#### Supplied data ####
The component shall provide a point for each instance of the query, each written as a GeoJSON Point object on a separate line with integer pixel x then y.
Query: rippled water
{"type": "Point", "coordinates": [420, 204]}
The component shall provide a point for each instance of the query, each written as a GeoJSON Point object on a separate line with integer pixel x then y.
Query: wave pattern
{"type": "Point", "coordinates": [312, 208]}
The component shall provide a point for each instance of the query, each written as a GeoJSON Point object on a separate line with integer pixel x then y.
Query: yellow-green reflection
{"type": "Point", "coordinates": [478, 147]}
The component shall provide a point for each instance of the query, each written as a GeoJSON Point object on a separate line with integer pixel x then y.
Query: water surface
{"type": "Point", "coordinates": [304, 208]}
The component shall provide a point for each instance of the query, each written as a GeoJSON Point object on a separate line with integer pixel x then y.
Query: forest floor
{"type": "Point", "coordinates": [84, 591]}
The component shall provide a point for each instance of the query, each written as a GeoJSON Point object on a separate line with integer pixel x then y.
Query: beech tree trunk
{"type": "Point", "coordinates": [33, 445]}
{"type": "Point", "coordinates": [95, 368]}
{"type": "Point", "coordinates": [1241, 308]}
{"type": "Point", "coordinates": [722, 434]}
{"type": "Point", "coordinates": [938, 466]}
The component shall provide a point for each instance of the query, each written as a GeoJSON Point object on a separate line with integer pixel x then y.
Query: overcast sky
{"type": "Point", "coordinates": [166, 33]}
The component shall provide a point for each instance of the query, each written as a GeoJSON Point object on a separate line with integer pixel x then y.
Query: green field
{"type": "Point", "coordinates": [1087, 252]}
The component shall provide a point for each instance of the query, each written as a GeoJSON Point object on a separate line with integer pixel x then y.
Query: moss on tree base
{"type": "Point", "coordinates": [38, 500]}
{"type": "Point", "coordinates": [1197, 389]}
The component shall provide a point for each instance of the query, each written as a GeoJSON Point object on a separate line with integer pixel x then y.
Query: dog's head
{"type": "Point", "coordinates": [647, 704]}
####
Activity >> Repeat all the records. Match each line exactly.

Task output >>
The component shall provide a point for each instance of the query, each written as a GeoJSON Point object on a separate line with integer pixel x then y.
Query: rippled water
{"type": "Point", "coordinates": [420, 204]}
The component shall provide a point for each instance of the query, each written as a GeoJSON Point object on a separate line with integer pixel x then y.
Query: wave pattern
{"type": "Point", "coordinates": [312, 208]}
The component shall provide a point for each instance of the query, each written as a GeoJSON Point object on a separate line with integer pixel x then y.
Query: yellow-green reflection
{"type": "Point", "coordinates": [478, 147]}
The component shall provide a point for each instance of the query, each written as a GeoJSON Point object on a separate line with integer pixel x then y.
Query: water surface
{"type": "Point", "coordinates": [304, 208]}
The component shall provide a point for each instance of the query, each written as a GeoJSON Point object on a separate line with integer pixel x then y.
Query: forest floor
{"type": "Point", "coordinates": [84, 591]}
The component shall provide a point for each instance of the query, each written as a GeoJSON Point object on a separate line with integer pixel x then y.
Query: beech tree trunk
{"type": "Point", "coordinates": [33, 445]}
{"type": "Point", "coordinates": [95, 368]}
{"type": "Point", "coordinates": [1241, 308]}
{"type": "Point", "coordinates": [722, 434]}
{"type": "Point", "coordinates": [938, 466]}
The component shall provide a point for each instance of the query, each written as a GeoJSON Point object on a separate line with integer pixel x then y.
Query: overcast sky
{"type": "Point", "coordinates": [166, 33]}
The component shall provide a point for each instance of the query, each written as a GeoJSON Point object on a separate line with integer pixel x then y.
Query: green field
{"type": "Point", "coordinates": [1087, 252]}
The component shall provide a point for each instance of the query, each written as a GeoJSON Point object on a separate line with integer pixel x then y.
Query: moss on tree base
{"type": "Point", "coordinates": [38, 500]}
{"type": "Point", "coordinates": [1197, 389]}
The component shall provide a point for each instance of the query, each written as a GeoJSON Point object on a separate line with integer pixel x then y.
Query: dog's head
{"type": "Point", "coordinates": [647, 704]}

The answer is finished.